| What you have to do |
Rewrite the lines below, replacing "pixel coordinates" with "point coordinates" everywhere it occurs and leaving everything else as is.

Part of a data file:
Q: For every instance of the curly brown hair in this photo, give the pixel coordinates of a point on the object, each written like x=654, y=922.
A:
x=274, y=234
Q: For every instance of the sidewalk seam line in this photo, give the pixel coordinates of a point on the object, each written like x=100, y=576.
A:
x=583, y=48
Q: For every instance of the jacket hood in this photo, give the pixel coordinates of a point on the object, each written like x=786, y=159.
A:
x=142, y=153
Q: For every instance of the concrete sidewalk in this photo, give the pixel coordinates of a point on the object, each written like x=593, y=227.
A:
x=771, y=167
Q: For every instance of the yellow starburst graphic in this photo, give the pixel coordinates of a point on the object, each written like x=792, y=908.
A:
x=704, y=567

| Task response |
Q: For every instance of the curly brown hair in this photo, give the point coordinates of a point on the object, each written like x=654, y=922.
A:
x=274, y=234
Q: For every instance of the sidewalk seam line in this photo, give the point coordinates of a point on the object, each written like x=100, y=576.
A:
x=583, y=48
Q: For every instance of the jacket hood in this photo, give the point coordinates of a point on the object, each written like x=786, y=159.
A:
x=142, y=153
Q: For every instance of the concrete sidewalk in this photo, give the point coordinates of a point on the object, each written like x=593, y=227.
A:
x=771, y=167
Q: For every instance of the yellow starburst graphic in this photo, give the point coordinates of a point on the object, each written like x=792, y=908.
A:
x=704, y=567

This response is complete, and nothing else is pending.